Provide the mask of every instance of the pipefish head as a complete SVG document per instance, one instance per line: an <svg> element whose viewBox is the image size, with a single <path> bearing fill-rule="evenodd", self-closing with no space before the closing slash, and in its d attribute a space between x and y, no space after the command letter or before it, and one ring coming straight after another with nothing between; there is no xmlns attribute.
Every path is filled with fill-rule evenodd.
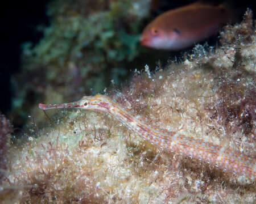
<svg viewBox="0 0 256 204"><path fill-rule="evenodd" d="M77 101L58 104L39 104L39 108L43 110L49 109L77 108L108 112L111 105L110 99L106 96L96 95L85 96Z"/></svg>

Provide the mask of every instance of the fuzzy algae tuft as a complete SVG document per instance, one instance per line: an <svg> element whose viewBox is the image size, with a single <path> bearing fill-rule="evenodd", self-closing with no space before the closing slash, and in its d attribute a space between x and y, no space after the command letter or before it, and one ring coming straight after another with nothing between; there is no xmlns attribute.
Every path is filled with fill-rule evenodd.
<svg viewBox="0 0 256 204"><path fill-rule="evenodd" d="M163 128L255 158L256 35L250 16L249 10L243 22L228 27L221 34L222 41L228 42L228 35L236 40L214 50L197 45L182 63L171 62L150 78L148 73L135 74L129 86L113 91L112 96ZM246 37L248 31L250 37ZM0 192L2 200L255 202L255 183L250 179L160 150L105 114L62 113L64 116L49 121L36 138L31 133L29 144L13 147ZM77 135L76 144L63 139Z"/></svg>

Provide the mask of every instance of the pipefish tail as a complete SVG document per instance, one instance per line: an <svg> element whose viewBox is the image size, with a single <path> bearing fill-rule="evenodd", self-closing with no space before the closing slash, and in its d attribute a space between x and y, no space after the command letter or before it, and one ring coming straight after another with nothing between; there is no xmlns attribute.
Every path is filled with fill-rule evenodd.
<svg viewBox="0 0 256 204"><path fill-rule="evenodd" d="M225 172L256 180L255 159L175 131L163 130L130 113L108 96L101 95L84 96L75 102L61 104L39 104L39 107L43 110L78 108L109 113L143 139L161 148L204 161Z"/></svg>

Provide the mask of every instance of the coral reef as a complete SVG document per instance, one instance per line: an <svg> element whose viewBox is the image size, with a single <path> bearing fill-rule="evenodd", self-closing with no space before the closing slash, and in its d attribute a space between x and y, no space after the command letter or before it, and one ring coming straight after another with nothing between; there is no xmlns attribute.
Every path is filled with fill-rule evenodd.
<svg viewBox="0 0 256 204"><path fill-rule="evenodd" d="M50 102L52 95L71 100L102 91L112 80L119 84L140 53L142 20L150 2L52 1L50 25L38 28L43 37L23 46L22 71L13 80L10 118L15 125L23 126L27 114L36 115L39 124L44 115L37 104Z"/></svg>
<svg viewBox="0 0 256 204"><path fill-rule="evenodd" d="M243 22L224 30L222 46L214 50L197 45L182 63L170 62L164 70L158 67L154 74L136 72L129 86L121 91L109 91L109 95L156 125L221 144L255 158L253 26L248 10ZM52 103L65 102L49 99ZM108 115L76 110L59 113L54 120L48 119L44 128L28 134L22 147L12 147L8 156L11 163L0 192L1 201L256 201L254 181L162 150Z"/></svg>
<svg viewBox="0 0 256 204"><path fill-rule="evenodd" d="M0 113L0 184L7 168L6 156L13 128L9 121Z"/></svg>

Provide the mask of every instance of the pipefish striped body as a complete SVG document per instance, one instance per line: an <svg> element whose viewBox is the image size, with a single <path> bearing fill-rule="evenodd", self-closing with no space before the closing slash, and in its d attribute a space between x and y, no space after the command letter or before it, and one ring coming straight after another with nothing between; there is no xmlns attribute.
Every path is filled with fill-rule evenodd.
<svg viewBox="0 0 256 204"><path fill-rule="evenodd" d="M256 160L221 146L168 131L146 122L130 113L108 96L84 96L75 102L60 104L39 104L43 110L78 108L108 113L143 139L161 148L210 164L225 172L256 180Z"/></svg>

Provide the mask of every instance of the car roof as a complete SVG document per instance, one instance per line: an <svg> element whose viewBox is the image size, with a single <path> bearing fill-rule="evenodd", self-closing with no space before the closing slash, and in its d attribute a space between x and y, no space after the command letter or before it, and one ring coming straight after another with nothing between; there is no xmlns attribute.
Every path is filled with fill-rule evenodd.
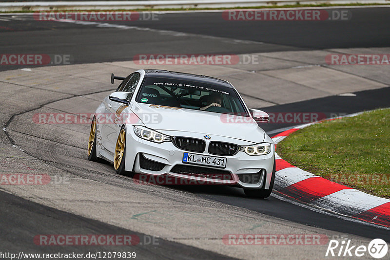
<svg viewBox="0 0 390 260"><path fill-rule="evenodd" d="M232 88L232 85L227 81L215 77L205 76L204 75L197 75L196 74L191 74L191 73L170 71L164 70L153 69L145 70L145 76L146 77L189 80L204 83L218 85L219 86L223 86L224 87Z"/></svg>

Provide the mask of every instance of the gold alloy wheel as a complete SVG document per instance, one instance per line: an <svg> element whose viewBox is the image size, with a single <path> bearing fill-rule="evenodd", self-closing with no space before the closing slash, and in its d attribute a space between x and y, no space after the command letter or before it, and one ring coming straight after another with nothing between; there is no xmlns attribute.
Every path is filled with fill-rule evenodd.
<svg viewBox="0 0 390 260"><path fill-rule="evenodd" d="M95 135L96 133L96 118L94 118L92 123L91 124L91 131L89 132L89 139L88 140L88 156L91 155L92 151L92 148L94 147L94 142L95 142Z"/></svg>
<svg viewBox="0 0 390 260"><path fill-rule="evenodd" d="M115 146L115 154L114 156L114 167L116 170L118 169L120 163L122 162L122 158L123 157L123 153L125 151L125 142L126 141L126 131L124 129L122 129L118 136L118 140L117 140L117 145Z"/></svg>

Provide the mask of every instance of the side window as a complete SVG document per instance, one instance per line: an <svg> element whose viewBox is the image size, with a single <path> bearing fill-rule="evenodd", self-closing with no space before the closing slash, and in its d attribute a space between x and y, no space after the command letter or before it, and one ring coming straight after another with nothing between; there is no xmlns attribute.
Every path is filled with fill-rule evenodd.
<svg viewBox="0 0 390 260"><path fill-rule="evenodd" d="M130 75L130 78L126 83L121 91L130 92L133 93L136 90L136 87L137 86L138 82L139 80L139 74L138 73L134 73Z"/></svg>
<svg viewBox="0 0 390 260"><path fill-rule="evenodd" d="M138 73L130 74L119 84L118 88L117 89L117 91L130 92L132 94L134 92L139 80L139 74Z"/></svg>

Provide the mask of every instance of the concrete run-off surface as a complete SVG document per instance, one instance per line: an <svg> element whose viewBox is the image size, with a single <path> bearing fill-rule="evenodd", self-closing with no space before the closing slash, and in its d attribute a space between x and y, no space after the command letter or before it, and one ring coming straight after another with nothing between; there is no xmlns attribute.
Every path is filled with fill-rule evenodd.
<svg viewBox="0 0 390 260"><path fill-rule="evenodd" d="M326 65L325 56L333 52L261 54L258 64L245 65L152 67L227 80L254 108L390 84L386 66L365 66L363 74L362 67ZM343 235L212 202L175 187L137 184L116 174L112 166L87 160L89 124L38 124L32 120L39 112L92 112L116 87L109 82L111 72L125 76L140 68L151 67L125 61L0 72L0 123L6 127L6 134L0 133L0 169L4 173L48 174L60 180L46 185L2 185L0 189L66 212L231 257L256 259L266 252L270 259L325 258L327 244L226 245L222 238L228 234L325 234L330 238ZM357 244L369 241L351 238Z"/></svg>

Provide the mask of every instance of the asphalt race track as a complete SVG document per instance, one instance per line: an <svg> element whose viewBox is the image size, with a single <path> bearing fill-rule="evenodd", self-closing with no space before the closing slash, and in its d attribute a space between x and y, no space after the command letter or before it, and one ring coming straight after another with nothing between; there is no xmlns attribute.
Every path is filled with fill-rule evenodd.
<svg viewBox="0 0 390 260"><path fill-rule="evenodd" d="M13 82L12 78L24 77L24 74L21 76L18 75L18 72L20 71L19 69L27 66L0 66L0 89L2 89L0 93L4 97L4 98L0 97L2 98L0 122L2 128L6 129L6 131L2 131L0 136L2 143L0 156L4 161L0 165L0 168L5 172L12 172L12 171L14 170L13 167L17 167L17 165L23 162L25 167L38 169L36 170L40 170L41 172L45 170L53 170L55 173L57 171L58 172L66 172L66 175L64 176L71 176L72 179L79 179L81 182L79 186L77 187L70 186L69 187L61 187L57 191L53 191L52 194L47 196L53 196L53 198L57 199L53 199L53 201L49 202L44 201L45 196L43 195L40 198L37 195L41 191L39 189L42 188L37 188L38 189L34 195L31 195L30 200L28 190L20 190L13 187L7 189L8 188L0 187L0 206L4 209L0 213L0 230L2 234L0 236L0 248L1 251L6 251L5 249L15 252L23 250L25 252L30 250L31 252L42 252L58 251L58 247L46 247L42 249L41 246L33 244L32 238L39 234L131 233L137 234L140 237L143 237L145 234L154 235L153 227L155 226L153 225L155 223L151 219L148 219L147 221L145 221L142 224L146 225L140 225L139 230L130 228L129 227L133 226L132 225L133 224L124 223L122 220L123 219L116 217L117 214L122 214L120 208L118 209L117 212L101 213L100 215L102 210L99 208L100 209L97 210L96 218L89 218L89 216L86 215L83 211L86 210L85 209L89 209L91 212L94 212L93 207L95 206L97 208L98 206L104 208L104 206L98 206L99 204L106 203L107 206L109 206L110 201L106 201L105 200L110 197L105 197L106 194L103 191L101 197L97 194L95 201L90 198L86 198L86 202L84 202L87 205L85 206L83 204L82 194L80 195L78 198L80 198L78 200L71 199L71 196L74 195L74 191L77 189L82 191L80 191L80 193L85 191L85 196L87 197L90 194L89 192L91 191L90 190L93 188L93 186L88 185L90 184L89 183L92 184L93 182L98 184L97 185L96 188L98 188L100 185L107 185L113 187L113 190L114 189L117 190L120 189L122 191L126 190L125 189L133 189L131 192L139 192L139 194L142 194L140 195L142 198L149 196L148 192L150 192L154 196L158 196L159 200L160 199L161 201L163 201L161 208L164 208L164 205L185 203L194 206L195 212L197 210L201 210L199 209L200 208L196 207L195 203L197 202L200 205L207 205L207 206L216 208L220 207L221 212L242 211L243 216L249 219L252 218L254 220L256 216L258 216L257 220L260 220L260 223L254 224L254 231L252 232L262 232L255 229L256 225L257 226L264 225L268 227L269 223L272 223L272 225L274 226L270 225L276 227L270 227L269 230L275 228L275 232L278 232L277 230L279 230L279 233L283 232L280 230L283 230L283 225L286 225L286 226L292 227L292 228L301 228L305 232L308 232L307 230L319 232L316 231L318 228L318 230L329 234L329 236L351 237L355 239L359 238L363 241L367 241L367 239L381 238L390 242L390 232L388 229L313 211L298 204L292 203L293 202L287 198L277 196L273 196L265 200L249 199L245 196L241 189L226 186L181 186L163 187L154 186L153 187L139 187L136 186L135 187L134 185L132 186L134 184L131 183L132 182L130 178L117 175L111 166L99 165L95 169L93 164L86 161L86 156L83 153L85 150L79 143L85 141L86 144L85 136L89 131L89 126L78 127L78 136L70 134L68 131L75 130L75 128L73 126L61 127L56 130L59 131L56 132L52 129L45 129L43 132L47 132L37 133L36 131L39 131L39 129L28 121L28 120L31 121L31 115L37 111L45 112L54 110L63 111L61 110L65 109L64 108L66 108L68 101L70 105L68 106L69 110L66 111L67 112L72 111L73 112L77 112L78 111L77 106L79 105L83 108L88 108L89 111L94 111L95 107L91 108L90 104L93 104L93 106L95 106L98 103L98 100L109 93L110 90L114 88L109 82L109 74L112 71L99 71L101 68L98 68L95 63L103 63L105 66L107 66L105 68L109 67L109 65L111 65L113 72L117 70L117 71L124 74L124 72L128 70L130 73L134 70L126 67L127 65L119 67L118 65L119 63L115 62L131 61L135 56L140 54L242 55L260 53L266 58L271 59L275 58L274 54L277 53L283 54L282 57L277 57L278 60L289 64L286 65L285 68L281 66L279 69L288 70L292 67L301 66L302 65L309 67L312 66L312 64L308 65L307 59L305 61L301 60L301 56L304 56L302 54L307 55L308 53L318 54L325 51L339 53L342 52L342 49L344 48L348 48L348 52L351 53L354 53L354 52L355 53L367 53L367 50L371 49L372 50L370 51L370 53L379 53L376 52L386 50L389 53L389 47L390 47L389 35L389 32L390 32L390 8L359 8L348 10L352 14L352 19L350 20L325 21L234 22L222 19L221 12L167 13L159 14L158 20L83 24L37 21L34 20L32 15L28 14L0 16L0 53L69 55L72 66L85 64L86 66L91 66L89 74L83 74L80 78L91 80L91 82L95 82L94 84L97 82L103 82L103 79L106 78L105 85L100 86L91 83L88 85L88 88L89 88L86 89L85 91L77 89L76 86L74 89L72 89L69 92L62 91L60 84L58 84L59 87L57 90L54 91L46 89L42 90L39 88L38 83L31 85L31 90L29 89L30 90L26 91L23 88L29 85L29 83L26 83L25 86L20 83L22 81ZM284 54L287 53L290 54L285 57ZM293 61L288 58L289 55L294 56L295 59ZM308 58L308 59L310 58ZM114 63L108 63L111 62ZM61 65L58 64L59 66ZM36 67L31 66L28 66L28 68L34 68ZM247 97L253 105L257 106L256 108L261 109L267 112L315 111L321 112L327 115L345 114L390 107L390 99L389 98L390 96L390 78L388 75L390 74L390 71L386 66L379 67L380 68L378 69L370 68L371 71L368 70L361 73L350 71L349 68L344 67L334 72L335 73L343 73L352 77L351 82L349 82L351 85L356 85L354 82L357 82L355 81L357 80L355 77L358 76L361 78L359 79L361 80L360 82L364 82L363 85L367 84L367 86L364 85L361 88L351 87L351 91L345 92L354 94L354 95L340 95L337 94L338 93L332 91L325 94L322 92L320 93L322 91L321 90L316 90L316 92L312 93L302 93L303 96L302 98L292 96L291 102L289 102L289 97L287 97L287 100L276 95L274 97L268 98L260 93L256 93L255 88L254 88L254 90L246 92L246 89L244 87L242 90L239 86L237 87L240 92L243 93L244 99ZM325 68L323 66L319 67L321 69ZM69 79L74 79L72 74L75 73L76 75L77 73L75 72L77 71L73 70L74 69L70 70L70 72L65 69L62 74L60 67L53 67L50 69L53 69L50 73L56 71L56 68L58 68L56 75L59 80L64 81L64 85L66 83L65 82ZM80 70L82 69L81 65L78 68ZM313 68L313 69L317 69L317 67ZM96 75L94 70L95 69L97 72ZM45 69L44 67L39 71L47 73L45 76L49 77L51 74L49 74L49 71L45 71ZM266 74L267 77L269 76L267 78L270 80L271 78L279 77L279 75L275 76L272 74L272 72L268 72L273 69L270 68L269 70L268 68L262 70L261 72L262 76ZM329 71L332 70L328 67L325 69ZM358 68L356 69L357 70L356 71L360 71L359 70L360 69ZM9 77L7 77L8 72L7 71L11 70L18 70L9 72ZM195 68L194 70L195 71L195 73L197 73L196 71L198 68ZM372 72L374 71L379 72L377 74L375 74ZM372 75L375 74L375 78L374 76L371 76L371 74L365 74L370 71ZM24 71L22 72L24 73ZM106 73L106 74L101 74ZM233 79L231 82L237 86L237 83L234 81L234 78L237 82L239 82L242 78L234 78L234 73L232 72L231 74L227 76L231 77ZM210 73L212 75L218 75L216 72L211 72ZM221 77L226 75L222 73L219 74ZM63 77L61 77L62 76ZM37 76L36 78L32 80L39 82L39 77ZM96 81L94 81L95 78ZM295 81L295 79L294 79L293 84L295 85L292 85L291 79L284 79L289 80L292 87L303 84L299 83L301 81L298 80ZM26 82L29 80L30 79L26 78ZM254 80L254 82L255 80ZM72 84L78 84L77 81L72 82ZM330 83L330 85L332 84L333 83ZM368 87L369 85L370 87ZM9 88L10 87L15 88L15 90ZM276 87L275 86L272 87ZM11 94L13 91L26 91L25 93L20 95L25 103L20 109L15 109L15 111L13 107L18 104L17 101L5 98L8 96L15 97L15 95ZM88 101L85 103L83 103L83 99L78 99L84 97L89 99ZM90 102L90 99L93 102ZM292 123L274 123L266 124L261 127L272 136L281 131L282 129L294 125ZM83 135L83 132L85 134ZM52 134L53 136L50 136ZM64 141L63 138L68 140ZM40 142L41 147L40 147L40 144L40 144ZM12 145L16 146L22 151L13 147ZM15 151L10 153L8 151L11 150L10 149ZM74 160L71 161L72 159L69 158L73 158ZM18 170L20 172L20 170ZM65 195L67 192L67 188L69 189L69 194ZM114 191L115 192L117 189ZM115 194L114 191L113 191L113 194ZM107 192L107 193L109 193L109 191ZM129 193L128 197L127 195L124 195L123 198L118 199L122 199L135 204L137 198L132 197L130 195L132 194ZM35 197L35 195L38 197ZM59 201L62 199L62 195L64 201L56 202L56 200ZM69 202L65 201L66 200L69 200ZM103 201L104 202L102 202ZM119 203L124 203L119 201L114 202L118 203L118 205L121 204ZM59 205L57 206L57 203ZM68 203L68 205L67 204ZM78 205L79 207L76 208L74 207L75 205ZM134 206L136 206L135 204ZM188 211L191 212L189 209ZM150 212L148 210L145 211ZM199 216L201 214L200 212L196 213L199 213ZM202 218L214 217L213 215L209 215L210 212L208 211L202 212L201 214L204 214ZM237 216L239 215L238 213L234 214ZM136 215L130 218L136 218L137 216L134 217ZM177 220L175 219L177 217L173 215L167 217L167 222L161 225L172 225L172 223L167 223ZM199 216L194 217L198 217L200 219ZM199 220L197 223L198 226L201 227L202 223L203 223L203 225L205 224L202 221ZM150 224L150 228L145 228L144 227L149 226L147 226L148 223L153 224ZM221 228L223 228L224 224L220 223ZM280 226L282 227L279 225L281 225ZM174 226L168 226L173 228ZM145 229L144 231L142 228ZM305 230L305 228L307 229ZM169 229L167 228L167 229ZM140 231L141 229L142 231ZM160 231L161 234L171 234L165 229L161 228L161 230L158 230L158 232ZM232 230L226 230L225 233L233 232ZM248 259L253 256L250 254L248 256L237 255L230 251L226 254L221 253L225 249L221 249L218 246L214 248L214 246L212 246L214 244L213 243L220 239L218 237L208 237L209 234L199 235L196 232L196 235L192 236L190 229L175 232L172 235L162 236L162 237L159 239L158 245L143 245L131 247L125 251L136 250L137 258L139 256L139 259L230 259L231 257ZM233 232L233 233L235 233ZM197 235L201 238L199 238ZM209 241L208 242L211 245L205 245L202 243L208 240ZM77 246L64 247L60 249L63 252L85 252L84 248ZM267 249L273 252L279 249L267 248ZM123 250L123 248L106 247L97 248L91 247L88 250L115 251ZM296 251L293 250L292 255L299 252L299 250L294 250ZM322 259L325 250L323 247L320 254L316 255L318 252L307 250L309 251L305 251L305 253L309 254L310 252L312 258L316 259ZM285 253L287 251L282 250L281 252ZM289 258L285 255L278 255L276 252L274 252L273 254L272 255L275 257Z"/></svg>

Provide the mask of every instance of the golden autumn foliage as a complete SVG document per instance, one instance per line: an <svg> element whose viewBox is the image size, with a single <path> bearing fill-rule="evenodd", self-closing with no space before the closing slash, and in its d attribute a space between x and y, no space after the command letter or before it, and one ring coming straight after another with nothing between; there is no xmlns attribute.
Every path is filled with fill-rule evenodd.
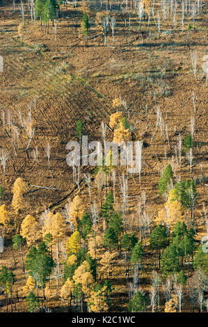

○ ○ ○

Collect every line from the entries above that contains the string "pipefish", treating uppercase and lowercase as different.

> [CORRECT RESPONSE]:
Provide the mask of every instance of the pipefish head as a complete SVG document per instance, one instance per line: an <svg> element whose viewBox is the image size, with a single <path> bearing fill-rule="evenodd", self-closing with no space before the closing slash, and in its d attribute a space between x and y, no space after the command letter or before it, and one ring coming straight after another with nothing between; there is no xmlns attribute.
Provide the mask of every instance of the pipefish tail as a complete SVG document per instance, one instance per line: an <svg> element whose viewBox is the image size, with a single <path> bearing fill-rule="evenodd", self-closing with no space before the closing slash, and in its d attribute a space between x and y, no space after the command letter or before it, and one ring coming straight after another with nothing between; there is no xmlns attribute.
Provide the mask of every instance of the pipefish striped body as a complete SVG document per instance, one instance per line: an <svg> element whose viewBox is the image size, with a single <path> bearing fill-rule="evenodd", self-closing with no space before the closing slash, and in its d attribute a space between x and y, no space after the command letter or before it, and one ring coming straight after another with nothing between; there is no xmlns attribute.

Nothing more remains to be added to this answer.